◆ **WHAT IS EXPECTED**
Reproduce the data below verbatim, keeping every line unchanged.

◆ **GIVEN RECORDS**
• • • • • • •
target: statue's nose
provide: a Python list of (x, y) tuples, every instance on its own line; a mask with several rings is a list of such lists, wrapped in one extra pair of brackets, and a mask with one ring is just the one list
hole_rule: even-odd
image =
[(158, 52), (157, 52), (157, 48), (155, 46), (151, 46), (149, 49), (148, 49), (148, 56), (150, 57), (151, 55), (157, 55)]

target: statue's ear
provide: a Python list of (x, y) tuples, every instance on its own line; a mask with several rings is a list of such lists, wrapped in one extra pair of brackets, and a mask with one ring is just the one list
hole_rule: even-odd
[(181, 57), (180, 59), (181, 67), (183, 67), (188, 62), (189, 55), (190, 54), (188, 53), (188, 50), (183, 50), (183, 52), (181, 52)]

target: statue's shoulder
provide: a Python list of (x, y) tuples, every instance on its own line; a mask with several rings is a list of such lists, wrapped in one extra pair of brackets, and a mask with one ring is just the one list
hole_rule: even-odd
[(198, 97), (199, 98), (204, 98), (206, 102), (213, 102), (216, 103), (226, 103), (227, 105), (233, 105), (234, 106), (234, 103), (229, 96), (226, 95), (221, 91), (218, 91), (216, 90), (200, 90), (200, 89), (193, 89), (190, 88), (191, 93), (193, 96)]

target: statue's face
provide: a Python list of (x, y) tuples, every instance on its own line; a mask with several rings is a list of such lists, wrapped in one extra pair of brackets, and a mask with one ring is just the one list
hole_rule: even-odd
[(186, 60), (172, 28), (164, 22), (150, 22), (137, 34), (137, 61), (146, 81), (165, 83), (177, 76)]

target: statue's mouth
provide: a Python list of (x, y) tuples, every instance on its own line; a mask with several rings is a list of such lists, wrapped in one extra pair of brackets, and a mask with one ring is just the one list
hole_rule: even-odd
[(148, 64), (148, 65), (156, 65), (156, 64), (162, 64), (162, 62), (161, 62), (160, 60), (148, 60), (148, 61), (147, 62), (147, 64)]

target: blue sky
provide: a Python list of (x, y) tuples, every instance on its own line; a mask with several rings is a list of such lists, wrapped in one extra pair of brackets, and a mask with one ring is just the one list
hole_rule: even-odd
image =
• • • • • • •
◆ **FULL OUTPUT**
target: statue's nose
provide: a Python list of (x, y) tuples, every instance on its own line; a mask with several rings is a list of such lists, wrapped in one extra pair of brackets, and a mask with one ring is just the one list
hole_rule: even-odd
image =
[(158, 52), (157, 52), (157, 48), (155, 46), (151, 46), (149, 49), (148, 49), (148, 56), (150, 57), (151, 55), (157, 55)]

target: statue's ear
provide: a Python list of (x, y) tuples, every instance on its own line; a mask with several rings is a list of such lists, wrapped in one extra pair of brackets, and a mask with one ring is just the one list
hole_rule: even-odd
[(181, 57), (180, 59), (181, 67), (183, 67), (188, 62), (189, 55), (190, 54), (188, 53), (188, 50), (183, 50), (183, 52), (181, 52)]

target: statue's shoulder
provide: a Python list of (x, y) tuples, every instance on its own line; a mask with several rings is a list of such lists, wrapped in one extra pair of brackets, and a mask with one ring is just the one list
hole_rule: even-odd
[(198, 97), (199, 98), (204, 98), (206, 102), (213, 102), (216, 103), (226, 103), (227, 105), (233, 105), (234, 106), (234, 103), (229, 96), (226, 95), (221, 91), (218, 91), (216, 90), (200, 90), (200, 89), (193, 89), (190, 88), (191, 93), (193, 96)]

target: statue's face
provide: a Python list of (x, y) tuples, every instance on its own line; a mask with several rings is a list of such lists, wrapped in one extra pair of brackets, and a mask with one ring is just the one list
hole_rule: even-odd
[(186, 60), (172, 28), (164, 22), (150, 22), (137, 34), (137, 61), (146, 81), (165, 83), (177, 76)]

target: statue's mouth
provide: a Python list of (x, y) tuples, every instance on its own line; a mask with several rings is a list of such lists, wrapped in one extra pair of brackets, and a mask with one ring is just the one list
hole_rule: even-odd
[(148, 64), (148, 65), (156, 65), (156, 64), (162, 64), (162, 62), (161, 62), (160, 60), (148, 60), (148, 61), (147, 62), (147, 64)]

target: blue sky
provide: a Python list of (x, y) tuples, every instance on its own line; a mask with several rings is a list of such lists, wrapped in one extra pair of brackets, and a mask with one ring is just the one list
hole_rule: even-odd
image =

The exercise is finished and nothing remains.